* [STATED GOAL 1]:
Quote the KLM Crew Centre account word for word, between "Queries, worries or" and "have a chat.", inclusive.
* [STATED GOAL 2]:
Condense the paragraph of the KLM Crew Centre account that begins "KLM Crew Centre serves two purposes" into a shorter version that keeps its main facts.

* [SELECTED EXCERPT]:
___
When you see me and my colleagues walk through the airport, you may well think we shake hands and walk straight to the gate. But this is far from true. By the time a KLM crew makes its way to the aircraft, we have several hours of preparation behind us. This takes place at KLM Crew Centre. It is here, in the space of a couple of hours, that I transform from a private individual into a steward, every flight again.
KLM Crew Centre serves two purposes. The first is work related – signing in and flight briefings. The other is more psychological. The crew centre is the only stable spot in my working life. I work irregular hours, have no fixed team of colleagues and I arrive at Schiphol only to leave again within a couple of hours. Crew Centre compensates, somewhat, for the lack of a “home”.
Queries, worries or a chat
I run into dozens of colleagues at Crew Centre and there’s always someone I know. There’s a coffee & snack corner, where I usually grab a seat to go through my email and post, and there are support services, such as HR and Flight Support. But the people who are primarily responsible for my relationship with the company are the cabin personnel managers. They take turns at a large table near the coffee corner to answer questions, listen to concerns or simply to have a chat.
Even my irregular profession has a routine: signing in. When I enter the building I scan my passport and receive my flight plan and a number of announcements, warnings and reminders. Don’t forget to bring your mosquito repellent for dengue fever! Is your US visa up-to-date?! Credit-card fraud occurs in this hotel!
___
* [DATA BLOCK]:

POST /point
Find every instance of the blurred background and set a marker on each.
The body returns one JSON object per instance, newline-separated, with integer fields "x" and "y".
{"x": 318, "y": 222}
___
* [COMPLETE RESPONSE 1]:
Queries, worries or a chat
I run into dozens of colleagues at Crew Centre and there’s always someone I know. There’s a coffee & snack corner, where I usually grab a seat to go through my email and post, and there are support services, such as HR and Flight Support. But the people who are primarily responsible for my relationship with the company are the cabin personnel managers. They take turns at a large table near the coffee corner to answer questions, listen to concerns or simply to have a chat.

* [COMPLETE RESPONSE 2]:
KLM Crew Centre has two functions. Practically, it is where crew sign in and get flight briefings. Psychologically, it is the only stable place in a working life of irregular hours, no fixed team of colleagues, and stops at Schiphol lasting only a couple of hours, so it partly makes up for the lack of a "home."